WHAT THIS EXERCISE ASKS
1. In the passage about Doom and Quake, what new weapon did Doom II introduce?
2. Continue the passage about Doom and Quake from its final sentence.

The release of Doom elevated the concept to an art form. Doom was faster, had more and better graphics and could actually scare the living daylights out of you. There isn't one person that I know that has played the game seriously and didn't have nightmares. I even remember reading an article in the paper about how some university students were playing so much Doom, that they began to experience adverse psychological effects. They were walking down hallways, hugging the walls, peering around corners before turning and exhibiting general paranoid behavior. Get a grip! Anyhow, Doom did have a powerful effect on gamers everywhere. It was heart-pounding non-stop action and people couldn't get enough. People were able to create their own levels, and within a few months thousands of "non-official wads" were cropping up on Internet sites everywhere. The game kept growing and growing and growing. It made the guys at ID super-rich and essentially put the P.C. on the map as the gaming machine.

Naturally, before long Doom II came out and was another mega-hit. The game was essentially the same as Doom I, but had some behind the scenes improvements to the 3D engine. It also offered some new bad guys, and a great new weapon - the all powerful double-barreled shotgun. The game was a perfect concoction. It was well-done, extremely violent and mindless, and amazingly tailored itself to the typical American computer user - Male, between the ages of 18 and 30, violent, a firm believer in the right to bear arms (and therefore kill people - why else would you bear arms?), and desirous of a game that did not involve any thought. Essentially, what Doom was.

Fast forward two years later, and after a seemingly endless wait, the next generation of in-your-face violence has been released. The much anticipated Quake finally came out. To let you have an idea of the kind of wait and hype surrounding this game, consider it the "Dave Letterman Jumps to CBS" hype of the computer world. Everybody from the Mighty Bill Gates on down was waiting for it. In fact, the game supposedly underwent so many changes, that what came out was a surprise and ultimately a disappointment.

DATA SEGMENT
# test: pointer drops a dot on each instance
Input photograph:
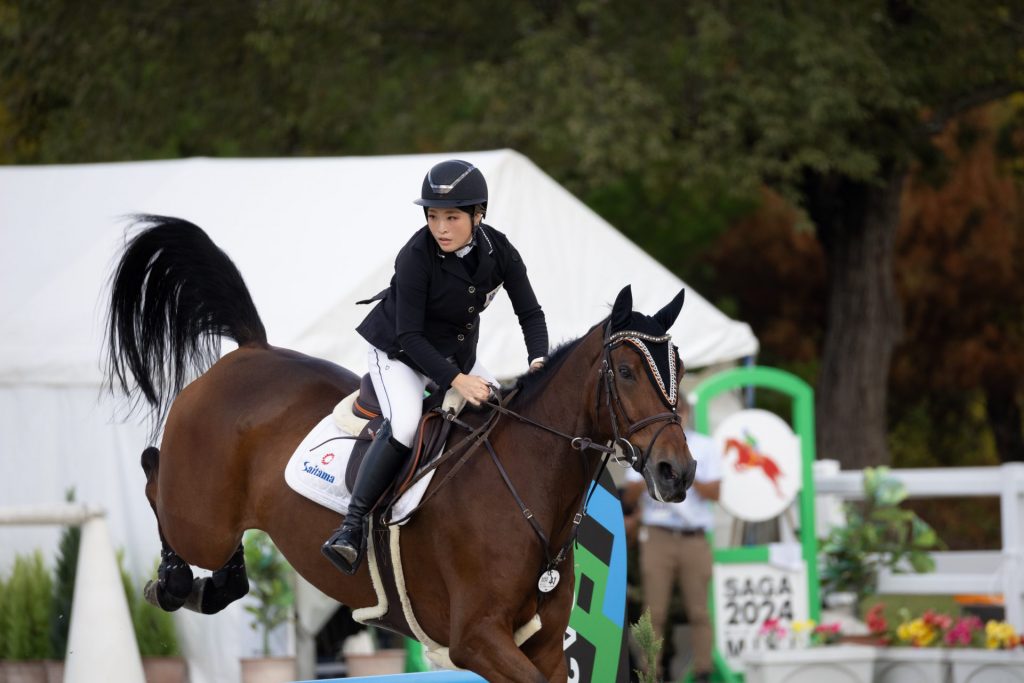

RESULTS OF THE TASKS
1. The double-barreled shotgun.

2.
There would naturally be some disappointment. Anytime anything or anyone is exposed to such attention and hype, it is usually overdone. Once the product arrives, it rarely meets anyone's expectations and the bubble bursts. Quake didn't disappoint me for these reasons. There were others, such as the overall game and the lack of any new conceptual ideas.

Graphically speaking, Quake is outstanding. In this sense, it is truly ground breaking. There has never been a game that offers the environment that this games does. It has everything - real time light sources, parallaxing skies, and it is fully 3D, something that Doom never had. Each level is eerie and gloomy, and presents a very realistic pseudo-technology/fantasy world. Even more outstanding than the ground terrain are the underwater effects. It truly looks like you are underwater. You move as if you are underwater, and you even lose your breath if you stay under too long. I tip my hat off to ID for the most outstanding environment ever to date, and I can confidently say for a while yet to come.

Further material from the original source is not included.